##### Excerpted records #####

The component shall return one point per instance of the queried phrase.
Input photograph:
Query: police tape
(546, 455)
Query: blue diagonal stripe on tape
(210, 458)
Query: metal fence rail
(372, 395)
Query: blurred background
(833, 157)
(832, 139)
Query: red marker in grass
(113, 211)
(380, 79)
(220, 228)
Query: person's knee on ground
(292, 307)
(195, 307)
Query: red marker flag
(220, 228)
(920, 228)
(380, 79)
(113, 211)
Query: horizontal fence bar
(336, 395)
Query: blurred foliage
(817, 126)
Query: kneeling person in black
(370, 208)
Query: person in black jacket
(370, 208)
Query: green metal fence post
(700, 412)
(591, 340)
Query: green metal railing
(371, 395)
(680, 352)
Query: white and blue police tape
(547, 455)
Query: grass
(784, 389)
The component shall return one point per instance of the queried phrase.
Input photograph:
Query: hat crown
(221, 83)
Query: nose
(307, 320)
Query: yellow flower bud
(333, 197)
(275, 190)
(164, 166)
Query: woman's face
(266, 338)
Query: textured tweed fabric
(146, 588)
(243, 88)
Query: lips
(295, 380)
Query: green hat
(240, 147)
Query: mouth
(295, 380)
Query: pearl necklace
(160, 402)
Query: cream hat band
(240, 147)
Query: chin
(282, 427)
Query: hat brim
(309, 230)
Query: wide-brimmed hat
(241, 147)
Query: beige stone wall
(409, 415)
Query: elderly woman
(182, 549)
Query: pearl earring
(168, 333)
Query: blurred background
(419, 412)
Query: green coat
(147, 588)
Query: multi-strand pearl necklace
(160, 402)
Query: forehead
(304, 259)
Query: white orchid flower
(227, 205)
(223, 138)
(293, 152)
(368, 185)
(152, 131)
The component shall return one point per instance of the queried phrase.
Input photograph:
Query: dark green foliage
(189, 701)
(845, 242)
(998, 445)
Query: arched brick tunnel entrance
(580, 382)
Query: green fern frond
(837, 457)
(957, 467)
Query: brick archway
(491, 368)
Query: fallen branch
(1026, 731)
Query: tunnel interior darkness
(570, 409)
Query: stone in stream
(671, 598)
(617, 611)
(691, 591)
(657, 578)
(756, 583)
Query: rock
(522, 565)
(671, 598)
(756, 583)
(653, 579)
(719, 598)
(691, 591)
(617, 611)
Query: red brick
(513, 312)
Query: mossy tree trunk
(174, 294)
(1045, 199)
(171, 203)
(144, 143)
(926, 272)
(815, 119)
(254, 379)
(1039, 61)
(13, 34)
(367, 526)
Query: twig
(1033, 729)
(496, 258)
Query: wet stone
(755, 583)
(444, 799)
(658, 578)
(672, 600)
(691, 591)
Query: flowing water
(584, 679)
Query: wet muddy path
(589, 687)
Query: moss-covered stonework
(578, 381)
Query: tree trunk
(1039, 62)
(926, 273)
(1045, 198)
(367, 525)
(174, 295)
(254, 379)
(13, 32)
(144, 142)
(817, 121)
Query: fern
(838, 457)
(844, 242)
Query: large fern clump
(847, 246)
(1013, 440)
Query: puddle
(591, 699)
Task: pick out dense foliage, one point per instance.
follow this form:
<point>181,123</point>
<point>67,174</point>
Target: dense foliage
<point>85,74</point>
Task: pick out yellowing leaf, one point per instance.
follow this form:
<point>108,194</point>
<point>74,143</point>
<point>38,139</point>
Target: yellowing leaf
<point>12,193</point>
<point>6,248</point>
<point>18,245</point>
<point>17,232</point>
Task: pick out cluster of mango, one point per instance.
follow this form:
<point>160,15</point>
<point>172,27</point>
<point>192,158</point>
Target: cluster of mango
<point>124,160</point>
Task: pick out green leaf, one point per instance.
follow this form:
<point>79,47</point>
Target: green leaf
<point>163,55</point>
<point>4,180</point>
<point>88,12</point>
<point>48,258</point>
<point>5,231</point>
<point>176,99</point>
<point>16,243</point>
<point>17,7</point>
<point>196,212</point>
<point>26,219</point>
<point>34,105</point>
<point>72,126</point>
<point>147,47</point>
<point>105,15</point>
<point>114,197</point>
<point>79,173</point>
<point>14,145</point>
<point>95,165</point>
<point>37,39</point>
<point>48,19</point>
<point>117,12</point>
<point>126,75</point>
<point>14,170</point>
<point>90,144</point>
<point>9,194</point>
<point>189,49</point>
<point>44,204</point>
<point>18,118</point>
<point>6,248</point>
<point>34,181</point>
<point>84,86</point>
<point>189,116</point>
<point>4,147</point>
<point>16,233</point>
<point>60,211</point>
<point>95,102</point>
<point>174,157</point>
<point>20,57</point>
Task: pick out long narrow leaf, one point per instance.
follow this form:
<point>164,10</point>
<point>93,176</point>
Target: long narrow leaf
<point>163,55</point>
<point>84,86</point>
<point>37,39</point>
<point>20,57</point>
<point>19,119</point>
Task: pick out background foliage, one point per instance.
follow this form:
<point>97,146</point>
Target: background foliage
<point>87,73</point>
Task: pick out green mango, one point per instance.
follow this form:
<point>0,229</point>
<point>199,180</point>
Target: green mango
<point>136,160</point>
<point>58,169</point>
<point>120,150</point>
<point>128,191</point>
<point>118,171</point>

#####

# [About this task]
Each line above must be retyped exactly.

# [Your response]
The component shall return one point per instance of the queried phrase.
Input photograph:
Query: police tape
(546, 455)
Query: blue diagonal stripe on tape
(210, 458)
Query: metal fence rail
(372, 395)
Query: blurred background
(833, 157)
(832, 139)
Query: red marker in grass
(113, 211)
(380, 79)
(220, 228)
Query: person's knee on ground
(292, 307)
(195, 307)
Query: red marker flag
(220, 228)
(920, 228)
(380, 79)
(113, 211)
Query: horizontal fence bar
(336, 395)
Query: blurred foliage
(817, 126)
Query: kneeling person in black
(370, 208)
Query: person in black jacket
(370, 208)
Query: green metal fence post
(700, 412)
(591, 340)
Query: green metal railing
(371, 395)
(680, 352)
Query: white and blue police tape
(547, 455)
Query: grass
(784, 389)
The component shall return one point per instance of the queried phrase.
Input photograph:
Query: hat crown
(221, 83)
Query: nose
(307, 320)
Query: yellow flower bud
(333, 197)
(275, 190)
(164, 166)
Query: woman's face
(266, 338)
Query: textured tweed fabric
(146, 588)
(243, 88)
Query: lips
(295, 380)
Query: green hat
(240, 147)
Query: mouth
(295, 380)
Query: pearl necklace
(160, 402)
Query: cream hat band
(240, 147)
Query: chin
(282, 427)
Query: hat brim
(309, 230)
Query: wide-brimmed hat
(241, 147)
Query: beige stone wall
(409, 415)
Query: elderly woman
(182, 549)
Query: pearl earring
(168, 333)
Query: blurred background
(419, 412)
Query: green coat
(147, 588)
Query: multi-strand pearl necklace
(160, 402)
Query: forehead
(304, 259)
Query: white orchid flower
(227, 205)
(223, 138)
(293, 152)
(368, 185)
(152, 131)
The component shall return one point per instance of the queried phrase.
Input photograph:
Query: dark green foliage
(189, 701)
(845, 242)
(998, 445)
Query: arched brick tunnel entrance
(580, 382)
Query: green fern frond
(837, 457)
(957, 467)
Query: brick archway
(491, 368)
Query: fallen branch
(1026, 731)
Query: tunnel interior darkness
(570, 409)
Query: stone in stream
(671, 598)
(617, 611)
(691, 591)
(657, 578)
(756, 583)
Query: rock
(522, 565)
(671, 598)
(756, 583)
(653, 579)
(719, 598)
(691, 591)
(617, 611)
Query: red brick
(513, 312)
Query: mossy tree trunk
(174, 294)
(1045, 199)
(171, 203)
(144, 143)
(926, 272)
(815, 119)
(254, 379)
(1039, 61)
(13, 34)
(367, 526)
Query: twig
(1033, 729)
(496, 258)
Query: wet stone
(755, 583)
(444, 799)
(658, 578)
(672, 600)
(691, 591)
Query: flowing water
(584, 679)
Query: wet muddy path
(589, 687)
Query: moss-covered stonework
(578, 381)
Query: tree trunk
(1039, 62)
(926, 273)
(1045, 198)
(367, 525)
(174, 295)
(254, 379)
(13, 32)
(144, 142)
(817, 121)
Query: fern
(838, 457)
(844, 242)
Query: large fern clump
(847, 246)
(1013, 440)
Query: puddle
(591, 699)
Task: pick out dense foliage, one point per instance.
follow this form:
<point>181,123</point>
<point>67,174</point>
Target: dense foliage
<point>85,74</point>
Task: pick out yellowing leaf, one point per instance.
follow this form:
<point>108,194</point>
<point>74,143</point>
<point>38,139</point>
Target: yellowing leaf
<point>12,193</point>
<point>6,248</point>
<point>18,245</point>
<point>17,232</point>
Task: pick out cluster of mango, one point per instance.
follow this form:
<point>160,15</point>
<point>172,27</point>
<point>192,158</point>
Target: cluster of mango
<point>124,160</point>
Task: pick out green leaf, one point per instance.
follow this form:
<point>79,47</point>
Target: green leaf
<point>163,55</point>
<point>4,180</point>
<point>88,12</point>
<point>48,258</point>
<point>5,231</point>
<point>176,99</point>
<point>16,243</point>
<point>17,7</point>
<point>196,212</point>
<point>26,219</point>
<point>34,105</point>
<point>72,126</point>
<point>147,47</point>
<point>105,15</point>
<point>114,197</point>
<point>79,173</point>
<point>14,145</point>
<point>95,165</point>
<point>37,39</point>
<point>48,19</point>
<point>117,12</point>
<point>126,75</point>
<point>14,170</point>
<point>90,144</point>
<point>9,194</point>
<point>189,49</point>
<point>44,204</point>
<point>18,118</point>
<point>6,248</point>
<point>34,181</point>
<point>84,86</point>
<point>189,116</point>
<point>4,147</point>
<point>16,233</point>
<point>60,211</point>
<point>95,102</point>
<point>174,157</point>
<point>20,57</point>
Task: pick out long narrow leaf, one point per instance.
follow this form:
<point>164,10</point>
<point>93,176</point>
Target: long narrow leaf
<point>163,55</point>
<point>84,86</point>
<point>37,39</point>
<point>20,57</point>
<point>19,119</point>
Task: pick out background foliage, one point per instance.
follow this form:
<point>97,146</point>
Target: background foliage
<point>87,73</point>
Task: pick out green mango, one point per instance.
follow this form:
<point>0,229</point>
<point>199,180</point>
Target: green mango
<point>136,160</point>
<point>58,169</point>
<point>120,150</point>
<point>128,191</point>
<point>118,171</point>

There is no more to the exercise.